» **TEXT SECTION**:
I had the idea about a warp based parallel reduction since all threads of a warp are in sync by definition.
So the idea was that the input data can be reduced by factor 64 (each thread reduces two elements) without any synchronization need.
Same as the original implementation by Mark Harris the reduction is applied on block-level and data is on shared memory. http://gpgpu.org/static/sc2007/SC07_CUDA_5_Optimization_Harris.pdf
I created a kernel to test his version and my warp based version.
The kernel itself is completely identically storing BLOCK_SIZE elements in shared memory and outputting its result at its unique block index in an output array.
The algorithm itself works fine. Tested with full array of one's to test the "counting".
Function body of the implementations:
/**
* Performs a parallel reduction with operator add
* on the given array and writes the result with the thread 0
* to the given target value
*
* @param inValues T* Input float array, length must be a multiple of 2 and equal to blockDim.x
* @param targetValue float
*/
__device__ void reductionAddBlockThread_f(float* inValues,
float &outTargetVar)

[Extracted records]
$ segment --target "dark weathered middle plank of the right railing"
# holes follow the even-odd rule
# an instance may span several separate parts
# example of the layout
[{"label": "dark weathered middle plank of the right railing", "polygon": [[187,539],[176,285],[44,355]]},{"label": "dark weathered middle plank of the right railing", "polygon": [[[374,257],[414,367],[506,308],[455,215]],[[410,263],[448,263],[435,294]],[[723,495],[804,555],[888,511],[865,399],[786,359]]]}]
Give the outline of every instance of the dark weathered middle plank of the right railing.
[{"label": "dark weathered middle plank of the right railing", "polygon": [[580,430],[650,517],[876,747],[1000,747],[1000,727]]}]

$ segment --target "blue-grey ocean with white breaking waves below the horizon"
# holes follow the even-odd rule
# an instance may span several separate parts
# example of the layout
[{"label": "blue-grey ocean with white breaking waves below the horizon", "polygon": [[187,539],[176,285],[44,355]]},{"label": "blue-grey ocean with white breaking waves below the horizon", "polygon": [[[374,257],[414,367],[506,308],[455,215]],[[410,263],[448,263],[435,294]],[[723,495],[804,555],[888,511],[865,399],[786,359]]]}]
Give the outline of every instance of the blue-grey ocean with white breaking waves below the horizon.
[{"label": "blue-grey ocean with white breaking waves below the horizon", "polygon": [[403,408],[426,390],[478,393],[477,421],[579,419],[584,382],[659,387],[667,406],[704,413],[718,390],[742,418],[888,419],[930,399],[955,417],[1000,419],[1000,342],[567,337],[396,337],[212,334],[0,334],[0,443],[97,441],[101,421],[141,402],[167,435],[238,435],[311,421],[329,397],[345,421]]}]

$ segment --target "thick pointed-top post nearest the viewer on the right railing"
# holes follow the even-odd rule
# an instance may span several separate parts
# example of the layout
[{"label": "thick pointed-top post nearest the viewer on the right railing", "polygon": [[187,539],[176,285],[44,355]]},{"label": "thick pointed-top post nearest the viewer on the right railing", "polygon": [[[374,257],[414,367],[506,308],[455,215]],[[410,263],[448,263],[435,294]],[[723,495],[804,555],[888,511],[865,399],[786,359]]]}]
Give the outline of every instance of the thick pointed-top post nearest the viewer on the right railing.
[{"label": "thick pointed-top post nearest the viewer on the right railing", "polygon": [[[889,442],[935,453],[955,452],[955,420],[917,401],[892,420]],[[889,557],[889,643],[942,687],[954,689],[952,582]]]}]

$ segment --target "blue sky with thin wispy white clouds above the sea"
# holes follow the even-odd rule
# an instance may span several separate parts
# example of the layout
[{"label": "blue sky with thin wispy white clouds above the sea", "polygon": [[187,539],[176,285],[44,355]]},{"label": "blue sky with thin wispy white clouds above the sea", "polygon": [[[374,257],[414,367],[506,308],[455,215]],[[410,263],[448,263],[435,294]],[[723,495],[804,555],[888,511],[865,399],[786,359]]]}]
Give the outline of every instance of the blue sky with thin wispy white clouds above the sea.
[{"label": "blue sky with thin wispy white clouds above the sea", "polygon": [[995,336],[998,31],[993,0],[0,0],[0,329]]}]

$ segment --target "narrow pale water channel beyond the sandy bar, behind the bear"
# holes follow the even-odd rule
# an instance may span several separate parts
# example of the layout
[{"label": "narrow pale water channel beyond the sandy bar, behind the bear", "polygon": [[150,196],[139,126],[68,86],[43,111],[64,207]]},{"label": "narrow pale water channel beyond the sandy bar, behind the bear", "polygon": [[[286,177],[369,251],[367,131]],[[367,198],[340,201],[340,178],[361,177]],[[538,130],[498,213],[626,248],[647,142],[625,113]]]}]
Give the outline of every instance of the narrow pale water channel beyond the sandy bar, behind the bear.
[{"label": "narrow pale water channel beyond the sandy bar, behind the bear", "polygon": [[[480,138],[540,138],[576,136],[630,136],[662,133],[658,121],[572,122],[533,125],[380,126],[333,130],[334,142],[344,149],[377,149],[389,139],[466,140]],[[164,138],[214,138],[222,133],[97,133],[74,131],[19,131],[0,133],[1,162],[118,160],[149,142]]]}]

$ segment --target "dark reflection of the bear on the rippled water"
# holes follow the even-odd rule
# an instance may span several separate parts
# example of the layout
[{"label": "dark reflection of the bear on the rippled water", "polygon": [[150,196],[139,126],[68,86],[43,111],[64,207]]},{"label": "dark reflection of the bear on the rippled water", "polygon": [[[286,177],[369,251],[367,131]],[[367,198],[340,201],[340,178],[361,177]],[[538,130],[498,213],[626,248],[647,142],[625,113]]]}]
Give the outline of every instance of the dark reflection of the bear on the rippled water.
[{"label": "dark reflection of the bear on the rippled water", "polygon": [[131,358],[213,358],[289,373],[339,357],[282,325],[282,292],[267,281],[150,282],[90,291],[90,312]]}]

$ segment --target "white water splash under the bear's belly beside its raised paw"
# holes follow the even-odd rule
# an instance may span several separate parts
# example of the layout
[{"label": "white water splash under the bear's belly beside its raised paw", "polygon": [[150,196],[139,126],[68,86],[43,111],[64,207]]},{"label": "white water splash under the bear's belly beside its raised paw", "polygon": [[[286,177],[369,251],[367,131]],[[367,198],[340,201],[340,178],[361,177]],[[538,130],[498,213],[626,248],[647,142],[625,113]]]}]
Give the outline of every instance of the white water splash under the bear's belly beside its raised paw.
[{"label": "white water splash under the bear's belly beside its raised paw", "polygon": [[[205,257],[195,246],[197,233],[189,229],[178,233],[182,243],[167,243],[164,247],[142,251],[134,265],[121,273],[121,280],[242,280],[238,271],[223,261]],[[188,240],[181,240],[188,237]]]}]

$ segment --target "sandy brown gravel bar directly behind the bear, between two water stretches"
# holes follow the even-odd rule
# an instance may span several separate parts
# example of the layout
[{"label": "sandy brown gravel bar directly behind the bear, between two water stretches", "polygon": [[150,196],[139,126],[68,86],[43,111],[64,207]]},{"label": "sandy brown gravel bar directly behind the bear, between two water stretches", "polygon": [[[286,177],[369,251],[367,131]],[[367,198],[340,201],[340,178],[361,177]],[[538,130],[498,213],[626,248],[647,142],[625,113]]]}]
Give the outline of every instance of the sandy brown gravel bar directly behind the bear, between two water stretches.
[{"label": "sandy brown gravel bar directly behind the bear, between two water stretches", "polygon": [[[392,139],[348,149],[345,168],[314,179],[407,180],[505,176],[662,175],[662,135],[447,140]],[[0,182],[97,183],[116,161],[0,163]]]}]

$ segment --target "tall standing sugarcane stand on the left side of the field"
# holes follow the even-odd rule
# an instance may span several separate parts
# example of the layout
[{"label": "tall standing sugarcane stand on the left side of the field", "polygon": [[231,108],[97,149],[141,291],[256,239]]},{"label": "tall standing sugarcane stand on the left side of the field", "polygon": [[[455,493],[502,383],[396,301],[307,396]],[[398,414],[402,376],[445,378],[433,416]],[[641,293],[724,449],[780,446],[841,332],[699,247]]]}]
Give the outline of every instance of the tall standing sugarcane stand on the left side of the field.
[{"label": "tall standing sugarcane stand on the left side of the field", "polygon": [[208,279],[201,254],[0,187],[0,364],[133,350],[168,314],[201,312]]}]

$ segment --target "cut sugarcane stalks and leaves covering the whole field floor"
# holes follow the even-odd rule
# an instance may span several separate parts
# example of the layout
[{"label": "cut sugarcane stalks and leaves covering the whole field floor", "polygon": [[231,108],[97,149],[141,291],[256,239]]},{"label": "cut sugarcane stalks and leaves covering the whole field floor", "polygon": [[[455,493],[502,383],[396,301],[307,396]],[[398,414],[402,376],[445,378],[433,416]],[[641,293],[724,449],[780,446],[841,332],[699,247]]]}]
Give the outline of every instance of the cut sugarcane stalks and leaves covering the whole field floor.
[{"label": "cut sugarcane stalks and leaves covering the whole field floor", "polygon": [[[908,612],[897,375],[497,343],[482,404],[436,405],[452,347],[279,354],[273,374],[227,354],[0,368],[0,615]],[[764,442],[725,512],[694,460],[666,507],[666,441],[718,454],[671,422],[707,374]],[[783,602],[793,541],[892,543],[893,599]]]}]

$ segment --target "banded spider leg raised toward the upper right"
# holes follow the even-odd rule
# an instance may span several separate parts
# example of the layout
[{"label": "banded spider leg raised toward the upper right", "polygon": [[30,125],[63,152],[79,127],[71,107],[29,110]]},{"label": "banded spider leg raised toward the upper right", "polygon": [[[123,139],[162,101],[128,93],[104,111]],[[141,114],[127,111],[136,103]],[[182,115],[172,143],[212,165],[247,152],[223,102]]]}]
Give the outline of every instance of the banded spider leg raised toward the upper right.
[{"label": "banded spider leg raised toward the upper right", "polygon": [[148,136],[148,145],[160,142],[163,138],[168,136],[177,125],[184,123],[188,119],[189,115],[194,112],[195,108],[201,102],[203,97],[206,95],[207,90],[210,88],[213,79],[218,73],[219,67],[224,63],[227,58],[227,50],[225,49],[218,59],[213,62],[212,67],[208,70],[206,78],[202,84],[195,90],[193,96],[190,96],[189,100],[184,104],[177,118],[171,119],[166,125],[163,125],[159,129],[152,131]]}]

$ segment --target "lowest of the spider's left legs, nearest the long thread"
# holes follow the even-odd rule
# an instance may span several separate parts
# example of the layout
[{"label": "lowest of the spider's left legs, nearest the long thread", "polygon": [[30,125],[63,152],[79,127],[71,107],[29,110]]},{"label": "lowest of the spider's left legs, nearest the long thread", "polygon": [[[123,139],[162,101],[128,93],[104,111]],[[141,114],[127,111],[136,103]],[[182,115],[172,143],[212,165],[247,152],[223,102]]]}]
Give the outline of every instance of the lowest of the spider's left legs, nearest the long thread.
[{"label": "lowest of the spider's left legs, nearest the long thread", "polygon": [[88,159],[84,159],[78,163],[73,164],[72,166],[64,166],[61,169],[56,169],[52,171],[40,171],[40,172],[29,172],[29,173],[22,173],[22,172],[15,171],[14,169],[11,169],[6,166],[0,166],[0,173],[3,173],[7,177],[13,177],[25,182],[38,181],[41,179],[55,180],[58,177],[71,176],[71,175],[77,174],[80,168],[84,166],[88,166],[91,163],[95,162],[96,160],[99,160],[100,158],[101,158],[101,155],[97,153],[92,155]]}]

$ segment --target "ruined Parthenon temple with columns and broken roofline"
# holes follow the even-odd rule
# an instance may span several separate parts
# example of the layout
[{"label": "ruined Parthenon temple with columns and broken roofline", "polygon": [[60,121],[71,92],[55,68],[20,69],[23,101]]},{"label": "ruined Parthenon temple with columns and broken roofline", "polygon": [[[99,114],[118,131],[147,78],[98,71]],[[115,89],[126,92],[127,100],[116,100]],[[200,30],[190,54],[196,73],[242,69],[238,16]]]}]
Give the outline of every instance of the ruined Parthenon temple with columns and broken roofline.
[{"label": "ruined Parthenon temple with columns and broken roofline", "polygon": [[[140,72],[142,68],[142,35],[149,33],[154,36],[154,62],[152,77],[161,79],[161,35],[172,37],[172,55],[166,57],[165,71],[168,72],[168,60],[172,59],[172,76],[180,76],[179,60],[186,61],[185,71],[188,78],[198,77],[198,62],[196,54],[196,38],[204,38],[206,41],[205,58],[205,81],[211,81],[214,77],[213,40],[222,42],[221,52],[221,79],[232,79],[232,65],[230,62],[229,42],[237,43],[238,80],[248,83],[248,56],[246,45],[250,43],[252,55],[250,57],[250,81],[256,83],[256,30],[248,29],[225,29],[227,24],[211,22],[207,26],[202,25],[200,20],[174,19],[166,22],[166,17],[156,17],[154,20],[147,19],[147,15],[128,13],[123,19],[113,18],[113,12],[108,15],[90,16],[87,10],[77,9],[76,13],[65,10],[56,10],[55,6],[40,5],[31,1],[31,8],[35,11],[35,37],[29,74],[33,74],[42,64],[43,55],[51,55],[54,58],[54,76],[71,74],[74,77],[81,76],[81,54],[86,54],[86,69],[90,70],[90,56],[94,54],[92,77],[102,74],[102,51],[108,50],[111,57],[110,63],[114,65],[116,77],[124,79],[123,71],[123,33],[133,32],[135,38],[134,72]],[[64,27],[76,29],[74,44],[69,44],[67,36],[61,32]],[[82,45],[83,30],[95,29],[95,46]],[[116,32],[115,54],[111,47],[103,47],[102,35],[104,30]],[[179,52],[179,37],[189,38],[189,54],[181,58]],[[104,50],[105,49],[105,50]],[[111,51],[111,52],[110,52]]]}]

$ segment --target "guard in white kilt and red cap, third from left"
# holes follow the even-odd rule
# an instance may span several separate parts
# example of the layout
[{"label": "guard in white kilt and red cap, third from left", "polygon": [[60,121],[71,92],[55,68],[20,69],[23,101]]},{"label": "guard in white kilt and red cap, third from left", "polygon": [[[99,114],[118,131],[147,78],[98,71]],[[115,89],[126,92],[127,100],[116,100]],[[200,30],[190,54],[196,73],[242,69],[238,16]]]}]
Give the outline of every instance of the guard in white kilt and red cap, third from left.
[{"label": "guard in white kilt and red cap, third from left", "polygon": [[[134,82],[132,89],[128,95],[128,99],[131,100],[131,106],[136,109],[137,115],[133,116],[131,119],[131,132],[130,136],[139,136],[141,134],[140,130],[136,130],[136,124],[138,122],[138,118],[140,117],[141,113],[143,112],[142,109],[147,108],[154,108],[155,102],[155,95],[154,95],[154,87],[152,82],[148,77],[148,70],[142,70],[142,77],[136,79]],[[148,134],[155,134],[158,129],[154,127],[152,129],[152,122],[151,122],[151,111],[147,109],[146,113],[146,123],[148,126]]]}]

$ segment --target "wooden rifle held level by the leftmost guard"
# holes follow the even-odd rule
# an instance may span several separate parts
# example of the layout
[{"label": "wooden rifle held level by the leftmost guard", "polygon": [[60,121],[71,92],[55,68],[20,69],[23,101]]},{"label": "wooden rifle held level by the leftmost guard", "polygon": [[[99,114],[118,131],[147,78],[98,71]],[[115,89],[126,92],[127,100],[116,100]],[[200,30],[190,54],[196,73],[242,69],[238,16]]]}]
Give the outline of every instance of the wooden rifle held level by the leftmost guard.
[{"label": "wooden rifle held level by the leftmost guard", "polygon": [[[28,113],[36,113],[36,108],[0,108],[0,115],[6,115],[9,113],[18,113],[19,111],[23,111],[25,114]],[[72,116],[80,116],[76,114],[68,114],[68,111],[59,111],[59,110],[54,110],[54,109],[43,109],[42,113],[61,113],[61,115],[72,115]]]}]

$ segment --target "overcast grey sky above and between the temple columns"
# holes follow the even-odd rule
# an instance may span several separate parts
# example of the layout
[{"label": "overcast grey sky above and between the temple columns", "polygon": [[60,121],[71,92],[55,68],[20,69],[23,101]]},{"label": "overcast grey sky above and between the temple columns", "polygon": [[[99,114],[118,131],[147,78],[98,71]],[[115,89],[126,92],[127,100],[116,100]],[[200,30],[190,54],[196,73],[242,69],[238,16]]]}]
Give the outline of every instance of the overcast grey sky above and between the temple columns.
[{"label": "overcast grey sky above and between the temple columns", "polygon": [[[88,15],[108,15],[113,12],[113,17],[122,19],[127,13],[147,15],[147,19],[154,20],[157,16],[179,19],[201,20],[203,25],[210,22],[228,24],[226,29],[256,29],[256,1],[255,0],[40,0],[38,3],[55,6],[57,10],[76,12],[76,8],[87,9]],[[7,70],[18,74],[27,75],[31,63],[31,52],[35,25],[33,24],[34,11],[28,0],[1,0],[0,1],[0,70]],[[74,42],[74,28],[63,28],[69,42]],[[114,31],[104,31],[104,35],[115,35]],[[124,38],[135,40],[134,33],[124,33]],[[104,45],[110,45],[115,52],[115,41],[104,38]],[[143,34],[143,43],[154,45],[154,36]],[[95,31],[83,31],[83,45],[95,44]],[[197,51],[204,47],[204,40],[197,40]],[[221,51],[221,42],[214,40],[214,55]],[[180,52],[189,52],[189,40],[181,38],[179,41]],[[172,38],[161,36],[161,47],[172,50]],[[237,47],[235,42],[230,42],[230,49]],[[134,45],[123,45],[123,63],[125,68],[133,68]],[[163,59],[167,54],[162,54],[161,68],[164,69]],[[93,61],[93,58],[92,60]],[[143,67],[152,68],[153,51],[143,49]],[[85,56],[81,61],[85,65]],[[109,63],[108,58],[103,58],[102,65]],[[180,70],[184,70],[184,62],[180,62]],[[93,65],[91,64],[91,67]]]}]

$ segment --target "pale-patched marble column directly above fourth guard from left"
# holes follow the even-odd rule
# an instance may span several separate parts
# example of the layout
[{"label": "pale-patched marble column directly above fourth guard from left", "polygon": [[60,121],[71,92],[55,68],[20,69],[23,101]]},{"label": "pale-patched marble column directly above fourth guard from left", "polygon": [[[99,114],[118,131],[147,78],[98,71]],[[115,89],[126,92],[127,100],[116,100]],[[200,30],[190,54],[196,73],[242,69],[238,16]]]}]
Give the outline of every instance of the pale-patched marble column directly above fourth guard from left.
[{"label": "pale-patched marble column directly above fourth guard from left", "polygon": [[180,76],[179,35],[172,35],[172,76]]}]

» **THE PROBLEM**: In two sentences, summarize the post on warp-based parallel reduction shown above.

» **OUTPUT FOR THIS EXERCISE**: The writer proposes a warp-based parallel reduction in which all threads of a warp are in sync by definition, so the input can be reduced by a factor of 64, with each thread reducing two elements, without any need for synchronization. Like Mark Harris's original implementation, it applies the reduction at block level on data in shared memory, and a kernel built to test both versions showed that the algorithm works fine on an array of ones.